PROBLEM TO WORK ON. Quote all of the rows below verbatim, omitting the pictures.
** start of DATA **
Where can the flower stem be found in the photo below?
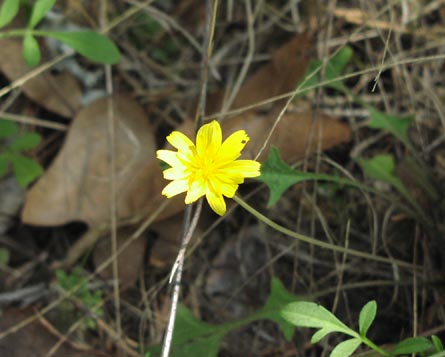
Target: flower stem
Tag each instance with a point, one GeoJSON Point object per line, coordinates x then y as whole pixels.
{"type": "Point", "coordinates": [372, 345]}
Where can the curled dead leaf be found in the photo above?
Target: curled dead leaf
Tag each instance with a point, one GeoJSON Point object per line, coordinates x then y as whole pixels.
{"type": "Point", "coordinates": [58, 93]}
{"type": "Point", "coordinates": [279, 76]}
{"type": "Point", "coordinates": [296, 135]}
{"type": "Point", "coordinates": [129, 262]}
{"type": "Point", "coordinates": [77, 186]}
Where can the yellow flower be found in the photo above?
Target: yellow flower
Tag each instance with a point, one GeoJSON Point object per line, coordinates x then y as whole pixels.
{"type": "Point", "coordinates": [210, 168]}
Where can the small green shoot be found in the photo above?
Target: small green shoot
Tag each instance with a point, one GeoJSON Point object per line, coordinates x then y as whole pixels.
{"type": "Point", "coordinates": [312, 315]}
{"type": "Point", "coordinates": [8, 11]}
{"type": "Point", "coordinates": [39, 10]}
{"type": "Point", "coordinates": [279, 176]}
{"type": "Point", "coordinates": [25, 169]}
{"type": "Point", "coordinates": [92, 300]}
{"type": "Point", "coordinates": [92, 45]}
{"type": "Point", "coordinates": [382, 168]}
{"type": "Point", "coordinates": [412, 345]}
{"type": "Point", "coordinates": [31, 50]}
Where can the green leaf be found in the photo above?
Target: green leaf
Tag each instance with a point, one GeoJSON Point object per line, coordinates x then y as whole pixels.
{"type": "Point", "coordinates": [96, 47]}
{"type": "Point", "coordinates": [278, 298]}
{"type": "Point", "coordinates": [336, 66]}
{"type": "Point", "coordinates": [412, 345]}
{"type": "Point", "coordinates": [279, 176]}
{"type": "Point", "coordinates": [309, 314]}
{"type": "Point", "coordinates": [41, 7]}
{"type": "Point", "coordinates": [346, 348]}
{"type": "Point", "coordinates": [8, 128]}
{"type": "Point", "coordinates": [367, 316]}
{"type": "Point", "coordinates": [8, 10]}
{"type": "Point", "coordinates": [31, 50]}
{"type": "Point", "coordinates": [4, 164]}
{"type": "Point", "coordinates": [26, 170]}
{"type": "Point", "coordinates": [439, 354]}
{"type": "Point", "coordinates": [398, 126]}
{"type": "Point", "coordinates": [438, 346]}
{"type": "Point", "coordinates": [25, 142]}
{"type": "Point", "coordinates": [381, 167]}
{"type": "Point", "coordinates": [4, 256]}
** end of DATA **
RIGHT ANSWER.
Where can the flower stem be found in the photo below?
Target: flower stem
Tag each instance with a point, one GeoJSON Point object per line, coordinates x then y as whole pixels.
{"type": "Point", "coordinates": [372, 345]}
Where can the curled dead leaf be found in the photo above?
Target: curled dead leaf
Tag each instance with a point, one GeoJSON Point object per line, coordinates x then y as whole pixels.
{"type": "Point", "coordinates": [58, 93]}
{"type": "Point", "coordinates": [279, 76]}
{"type": "Point", "coordinates": [296, 135]}
{"type": "Point", "coordinates": [129, 262]}
{"type": "Point", "coordinates": [77, 186]}
Where can the yellow flower be found in the photo above?
Target: yellow flower
Tag each instance with a point, one GeoJSON Point object per line, coordinates x then y as whole pixels.
{"type": "Point", "coordinates": [210, 168]}
Where can the small green shoot be found in the photo above?
Target: small green shoot
Tag each instance with a point, one GeoJSON Point object per line, coordinates x then y as whole pixels.
{"type": "Point", "coordinates": [312, 315]}
{"type": "Point", "coordinates": [8, 11]}
{"type": "Point", "coordinates": [39, 10]}
{"type": "Point", "coordinates": [279, 176]}
{"type": "Point", "coordinates": [25, 169]}
{"type": "Point", "coordinates": [92, 300]}
{"type": "Point", "coordinates": [92, 45]}
{"type": "Point", "coordinates": [382, 168]}
{"type": "Point", "coordinates": [412, 345]}
{"type": "Point", "coordinates": [31, 50]}
Where can the green leaf be found in the photo above?
Target: green leaf
Tag each instance with a point, one GeoJSON Point object per line, coordinates x then y as whole pixels.
{"type": "Point", "coordinates": [96, 47]}
{"type": "Point", "coordinates": [278, 298]}
{"type": "Point", "coordinates": [336, 66]}
{"type": "Point", "coordinates": [412, 345]}
{"type": "Point", "coordinates": [279, 176]}
{"type": "Point", "coordinates": [309, 314]}
{"type": "Point", "coordinates": [41, 7]}
{"type": "Point", "coordinates": [346, 348]}
{"type": "Point", "coordinates": [8, 128]}
{"type": "Point", "coordinates": [367, 316]}
{"type": "Point", "coordinates": [8, 10]}
{"type": "Point", "coordinates": [31, 50]}
{"type": "Point", "coordinates": [4, 164]}
{"type": "Point", "coordinates": [26, 170]}
{"type": "Point", "coordinates": [439, 354]}
{"type": "Point", "coordinates": [398, 126]}
{"type": "Point", "coordinates": [438, 346]}
{"type": "Point", "coordinates": [25, 142]}
{"type": "Point", "coordinates": [381, 167]}
{"type": "Point", "coordinates": [4, 256]}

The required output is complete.